### GIVEN TEXT

What? How could some institution not have a right to keep somebody else off its own network? That makes no sense at all. Don't forget both JSTOR and MIT (after JSTOR contacted them) tried to block Swartz's massive downloads.


"This makes me wonder whether your senses have been dulled by taking too much of that standard practice for granted." Yes, that is totally fair. I have been thinking hard recently about the role of gradual change vs. radical change.

I agree about "taste" too. I'd never have said anything, but there comes a point in the popularization of a case where truth starts to be important.


It's very harsh but I find fault with some of the adults who made him a "celebrity" in the first place. Here's a link to the (yes, harsh) piece I wrote about that.

It's significant, in my view, that Swartz "came to fame" right as the first "dot com" bubble was cresting. Hype was ridiculously excessive, back then. Looking back at what his celebrity "friends" were saying about him back then, it's painfully obvious that even back then his achievements (which were quite respectable) were greatly exaggerated and that the story he was a new prodigy was a myth self-servingly spread by a few powerful people trading in on the caché of having access to him. To the young boy.

It's horrifying to me, at least, to contemplate what that roller coaster ride did to his sense of self and his own understanding of his identity.

http://www.basiscraft.com/misc/2013/01/using-aaron-swartz.ht...


I just read this linked article and think it is excellent and very thoughtful. It is much more human than any of Lessig or Doctorow's self-serving comments, and it fits with my recollection of the history.

I mean, people are right that all of this is separate from calls for plea-bargaining reform. I'm all for that. I'm not sure this kind of offense is the worst example of the lot, but I'm all for it. (Decades for drug possession is worse. Life imprisonment, [in facilities that are not at all, shall we say, minimum-security] for child-porn traded on IRC is probably worse, at least when it doesn't make child abuse more likely.) But it should all be reformed. That's a big task, of course, but that doesn't mean people shouldn't try.

I don't even mind if people use this case to help with that. But it's easy to grow weary of all the manipulation and distortion and hypocrisy by the people that your link discusses.


Yes, when you're young people make all sorts of hype about your minor accomplishments.

Isn't that what VC-istan and acq-hire welfare checks are for, though? To make phony celebrities then tear them down? With a few notable and impressive exceptions, that whole machine stopped doing technology some time ago. Most of these "startups" (at least in NYC, which may be a different scene) are hare-brained marketing experiments and treat engineers poorly.

### DATASET EXTRACT
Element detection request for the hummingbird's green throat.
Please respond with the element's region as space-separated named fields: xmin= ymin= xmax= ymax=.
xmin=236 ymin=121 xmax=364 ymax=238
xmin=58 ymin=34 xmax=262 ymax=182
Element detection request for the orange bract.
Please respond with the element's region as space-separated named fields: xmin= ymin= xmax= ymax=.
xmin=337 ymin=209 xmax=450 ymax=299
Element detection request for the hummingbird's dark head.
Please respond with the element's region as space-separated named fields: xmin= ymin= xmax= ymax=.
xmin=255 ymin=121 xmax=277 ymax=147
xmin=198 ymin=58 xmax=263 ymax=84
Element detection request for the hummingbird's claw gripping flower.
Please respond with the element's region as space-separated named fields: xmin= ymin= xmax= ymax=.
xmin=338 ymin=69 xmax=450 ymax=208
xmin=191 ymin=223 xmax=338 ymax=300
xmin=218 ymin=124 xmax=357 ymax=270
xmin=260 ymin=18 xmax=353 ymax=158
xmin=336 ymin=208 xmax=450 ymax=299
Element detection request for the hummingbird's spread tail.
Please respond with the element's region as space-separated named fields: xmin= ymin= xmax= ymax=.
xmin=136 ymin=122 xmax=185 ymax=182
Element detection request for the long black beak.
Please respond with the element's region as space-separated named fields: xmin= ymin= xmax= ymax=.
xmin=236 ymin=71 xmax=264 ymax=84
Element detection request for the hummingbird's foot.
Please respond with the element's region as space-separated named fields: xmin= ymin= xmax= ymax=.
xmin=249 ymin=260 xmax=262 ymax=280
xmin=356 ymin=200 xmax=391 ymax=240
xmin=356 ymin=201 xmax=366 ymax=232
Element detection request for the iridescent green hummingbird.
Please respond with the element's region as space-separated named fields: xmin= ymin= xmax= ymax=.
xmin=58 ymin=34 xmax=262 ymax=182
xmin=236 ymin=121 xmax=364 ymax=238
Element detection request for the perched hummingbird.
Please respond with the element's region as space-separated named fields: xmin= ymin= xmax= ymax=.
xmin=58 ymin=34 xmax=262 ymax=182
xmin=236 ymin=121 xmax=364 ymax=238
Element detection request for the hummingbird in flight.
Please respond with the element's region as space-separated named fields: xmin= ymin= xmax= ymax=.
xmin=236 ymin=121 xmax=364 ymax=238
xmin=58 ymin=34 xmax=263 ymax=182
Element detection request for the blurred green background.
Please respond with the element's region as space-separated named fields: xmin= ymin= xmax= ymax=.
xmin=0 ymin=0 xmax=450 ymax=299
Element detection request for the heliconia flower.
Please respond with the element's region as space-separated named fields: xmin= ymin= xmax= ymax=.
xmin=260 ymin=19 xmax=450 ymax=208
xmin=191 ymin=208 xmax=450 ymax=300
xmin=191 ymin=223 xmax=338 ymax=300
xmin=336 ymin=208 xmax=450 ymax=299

### EXERCISE A
Answer these from the Aaron Swartz discussion, one line each:
(i) Which two institutions tried to block Swartz's massive downloads?
(ii) Swartz "came to fame" at the same time as what?
(iii) Whose comments does one commenter call less human than the linked article?
### EXERCISE B
Duplicate the part of the Aaron Swartz discussion that begins at the words "It's very harsh" and stops after "of his identity.".
### EXERCISE C
Pick up the Aaron Swartz discussion after its last sentence and keep writing.

### EXPECTED ANSWER A
(i) JSTOR and MIT
(ii) The first "dot com" bubble was cresting.
(iii) Lessig's and Doctorow's

### EXPECTED ANSWER B
It's very harsh but I find fault with some of the adults who made him a "celebrity" in the first place. Here's a link to the (yes, harsh) piece I wrote about that.

It's significant, in my view, that Swartz "came to fame" right as the first "dot com" bubble was cresting. Hype was ridiculously excessive, back then. Looking back at what his celebrity "friends" were saying about him back then, it's painfully obvious that even back then his achievements (which were quite respectable) were greatly exaggerated and that the story he was a new prodigy was a myth self-servingly spread by a few powerful people trading in on the caché of having access to him. To the young boy.

It's horrifying to me, at least, to contemplate what that roller coaster ride did to his sense of self and his own understanding of his identity.

### EXPECTED ANSWER C
Isn't that what the entirety of US pop culture is for? We lionize young people for small accomplishments constantly only to tear them down when they cannot meet our expectations from Lindsay Lohan to now Manti T'eo... It seems to be a larger problem of this celebrity driven bullcrap. Remember when Valleywag was a thing?


Since you're so blasé about plea bargaining, maybe you can help us out with this one:

Why was it necessary for Aaron to plead guilty to 13 felonies in order to get a short sentence? If it were me, I'd be more concerned by the 13 felonies than the time, and I get the impression he was too.

How does it work? Do the prosecutors get to count it as 13 kills, which buffs up their own record as badass prosecutors? Can you explain the logic that pleading guilty to _more_ felonies than would be convicted at trial should lead to a shorter sentence?

You're really just changing the subject here. The issue isn't whether or not Aaron was a superman. We're shocked and offended by the plea bargaining process (even more surprised that its commonplace, forgive our naiveté) and the draconian vagueness of the CFAA (for example, what does "unauthorized" mean?)


Nicely put. I was more aware (marginally) of his political activism and vaguely knew something of his past (I do really like his writing about web.py - and now that I'm reading it, all of his writing).

It seems to me he was driven by the need to score a coup, and move fast. To be the hero who liberated an entire database, instead of a contributor to a slower process that would have slipped past their defenses - which as I've said elsewhere, really would have gotten us something, instead of the nothing we have now.

I think that need was due to his need to recapitulate his early acclaim when he was 14. And in retrospect, that really sucks.


What I don't understand is his rush. He could have gone for stealth mode: get a few laptops, program them to download at (largish) random intervals. Leave them operating a year or two. Check up on them every once in a while.

He wouldn't have been caught, at all.


I totally get it. I don't know how you originally got into programming, but imagine you were good at it during your early teens, like many of us, and like Aaron. Now imagine that when you met the outside world, people other than your parents were amazed at your ability - imagine you wangled your way onto a W3C committee at 14. Now imagine that by sheer blind following of the next interesting thing, and talking to the next interesting person, you wangled your way into Y Combinator and into the Reddit sale. You're damn good at programming, but it turns out that being great at writing and programming doesn't translate at all into being good at business.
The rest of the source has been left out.